== Quoted passage ==
-----

The First Snowfall of the Season. . . .

It sounds much more cozy / romantic / wonderful / dreamy than it actually is.  This morning, I woke up and took the dogs out to a gentle snowfall. If I were still living in CA, I would think, "Wow!  the first snowfall sounds so lovely. . ."  Really, it was just kinda discouraging.  I mean, it was cold, and the dogs were wanting to just rush back inside rather than do their "business" in the yard.  And I just kept thinking that I had six months of this kind of weather to look forward to.  I'm trying to make the most of the change in the weather--I've been wearing boots and scarves this week.  Winter does afford fun, creative fashion possibilities.  But really, the cold is just a big inconvenience.  And knowing that it will drag on and on is really what brings me down.  The days are getting shorter--I've been leaving for work while it's still dark out.  And I've been having some conflict at work.  And for the last 10 days or so, I've just had a lot of work to do every day.   It's so hard not to get discouraged and overwhelmed.  This post is not turning out as I'd planned--I guess that's OK.  But I hadn't posted in ages, and it seems like I should say something profound or interesting about books or something.  But I'm just cold and tired and craving MAC eyeshadow, which I'm somehow rediscovering lately.  Maybe MAC eyeshadow deserves its own post.

-----

== Exercise task 1 ==
Render this sentence from the snowfall post into Spanish: "Winter does afford fun, creative fashion possibilities."
The records that follow are unrelated to the snowfall post.

-----

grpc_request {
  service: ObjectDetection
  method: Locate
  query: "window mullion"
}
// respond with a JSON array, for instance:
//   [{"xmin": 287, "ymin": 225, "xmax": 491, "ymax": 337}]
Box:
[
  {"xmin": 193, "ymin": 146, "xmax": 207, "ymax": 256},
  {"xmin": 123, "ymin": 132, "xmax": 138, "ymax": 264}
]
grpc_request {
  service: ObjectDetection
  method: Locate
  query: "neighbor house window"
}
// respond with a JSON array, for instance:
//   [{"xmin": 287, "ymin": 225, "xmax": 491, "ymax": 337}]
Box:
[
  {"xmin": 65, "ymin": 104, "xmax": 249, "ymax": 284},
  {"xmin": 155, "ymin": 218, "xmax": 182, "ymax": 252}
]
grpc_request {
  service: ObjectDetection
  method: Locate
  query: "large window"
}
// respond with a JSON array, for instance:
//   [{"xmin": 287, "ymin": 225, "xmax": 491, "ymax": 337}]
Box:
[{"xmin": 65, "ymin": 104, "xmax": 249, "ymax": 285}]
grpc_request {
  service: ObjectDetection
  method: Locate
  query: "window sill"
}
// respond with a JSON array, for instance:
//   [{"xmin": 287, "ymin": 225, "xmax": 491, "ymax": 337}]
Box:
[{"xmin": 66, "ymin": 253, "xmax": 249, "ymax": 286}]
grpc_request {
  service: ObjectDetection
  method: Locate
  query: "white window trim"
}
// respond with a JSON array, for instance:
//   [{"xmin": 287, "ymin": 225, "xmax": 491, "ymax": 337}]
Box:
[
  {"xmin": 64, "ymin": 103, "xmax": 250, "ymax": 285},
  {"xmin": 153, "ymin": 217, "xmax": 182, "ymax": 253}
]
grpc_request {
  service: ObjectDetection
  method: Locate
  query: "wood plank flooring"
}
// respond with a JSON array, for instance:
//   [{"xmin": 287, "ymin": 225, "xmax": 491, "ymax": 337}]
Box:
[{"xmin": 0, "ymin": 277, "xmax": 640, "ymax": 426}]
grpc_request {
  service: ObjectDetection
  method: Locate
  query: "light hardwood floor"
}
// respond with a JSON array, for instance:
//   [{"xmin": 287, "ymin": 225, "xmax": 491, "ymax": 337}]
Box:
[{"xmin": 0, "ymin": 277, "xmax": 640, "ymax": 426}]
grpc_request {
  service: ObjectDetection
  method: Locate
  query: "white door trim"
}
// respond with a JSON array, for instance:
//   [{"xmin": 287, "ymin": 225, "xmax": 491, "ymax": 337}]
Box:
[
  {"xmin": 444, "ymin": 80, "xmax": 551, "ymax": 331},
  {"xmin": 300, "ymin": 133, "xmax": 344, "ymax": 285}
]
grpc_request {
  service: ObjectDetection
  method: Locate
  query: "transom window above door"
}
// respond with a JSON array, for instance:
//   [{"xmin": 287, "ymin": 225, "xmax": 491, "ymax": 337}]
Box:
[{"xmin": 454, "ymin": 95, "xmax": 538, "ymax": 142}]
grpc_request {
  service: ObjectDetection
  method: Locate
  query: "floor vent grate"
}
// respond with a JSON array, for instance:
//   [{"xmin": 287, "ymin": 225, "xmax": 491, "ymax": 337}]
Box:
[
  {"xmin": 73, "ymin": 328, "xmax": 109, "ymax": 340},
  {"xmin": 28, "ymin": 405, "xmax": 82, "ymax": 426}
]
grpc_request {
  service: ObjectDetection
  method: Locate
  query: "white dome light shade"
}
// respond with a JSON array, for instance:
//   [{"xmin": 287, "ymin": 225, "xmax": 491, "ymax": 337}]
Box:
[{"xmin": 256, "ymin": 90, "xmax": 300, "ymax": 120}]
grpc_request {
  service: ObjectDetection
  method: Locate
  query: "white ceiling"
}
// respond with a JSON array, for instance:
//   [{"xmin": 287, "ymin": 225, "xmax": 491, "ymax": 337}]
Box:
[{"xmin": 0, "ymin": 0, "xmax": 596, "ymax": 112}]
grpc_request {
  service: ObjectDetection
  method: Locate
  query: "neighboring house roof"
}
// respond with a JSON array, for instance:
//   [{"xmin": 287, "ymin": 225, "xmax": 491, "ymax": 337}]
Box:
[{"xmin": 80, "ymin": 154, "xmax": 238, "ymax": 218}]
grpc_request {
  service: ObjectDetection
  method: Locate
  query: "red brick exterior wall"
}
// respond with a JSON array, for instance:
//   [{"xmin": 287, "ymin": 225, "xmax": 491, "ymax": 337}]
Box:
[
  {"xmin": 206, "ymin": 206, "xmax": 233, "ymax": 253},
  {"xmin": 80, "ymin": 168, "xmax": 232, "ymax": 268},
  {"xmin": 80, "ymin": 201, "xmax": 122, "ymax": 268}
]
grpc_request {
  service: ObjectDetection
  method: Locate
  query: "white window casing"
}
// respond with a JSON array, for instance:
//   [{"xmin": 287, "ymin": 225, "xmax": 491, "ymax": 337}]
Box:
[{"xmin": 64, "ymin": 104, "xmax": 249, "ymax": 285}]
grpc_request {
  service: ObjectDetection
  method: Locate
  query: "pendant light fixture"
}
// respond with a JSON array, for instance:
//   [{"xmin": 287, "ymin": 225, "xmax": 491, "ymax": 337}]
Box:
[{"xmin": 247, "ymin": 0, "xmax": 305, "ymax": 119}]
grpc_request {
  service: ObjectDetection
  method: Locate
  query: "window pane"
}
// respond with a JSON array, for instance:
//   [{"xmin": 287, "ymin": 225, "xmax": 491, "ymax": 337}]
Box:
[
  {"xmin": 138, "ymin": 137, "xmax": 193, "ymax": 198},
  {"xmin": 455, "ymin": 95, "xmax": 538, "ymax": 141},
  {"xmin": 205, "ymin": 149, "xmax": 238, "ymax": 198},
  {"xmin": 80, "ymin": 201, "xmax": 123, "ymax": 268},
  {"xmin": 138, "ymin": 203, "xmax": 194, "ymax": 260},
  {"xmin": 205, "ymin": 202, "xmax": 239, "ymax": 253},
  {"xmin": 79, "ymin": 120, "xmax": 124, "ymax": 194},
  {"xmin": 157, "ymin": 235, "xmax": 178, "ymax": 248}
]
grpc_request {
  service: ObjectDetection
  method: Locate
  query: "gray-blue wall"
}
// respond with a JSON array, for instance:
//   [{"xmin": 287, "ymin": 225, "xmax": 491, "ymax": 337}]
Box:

-----

== Exercise task 2 ==
Count the lines of the records that contain the string "light", matching case exactly, and reply with only the number.

== Worked answer 1 ==
El invierno sí ofrece posibilidades de moda divertidas y creativas.

== Worked answer 2 ==
3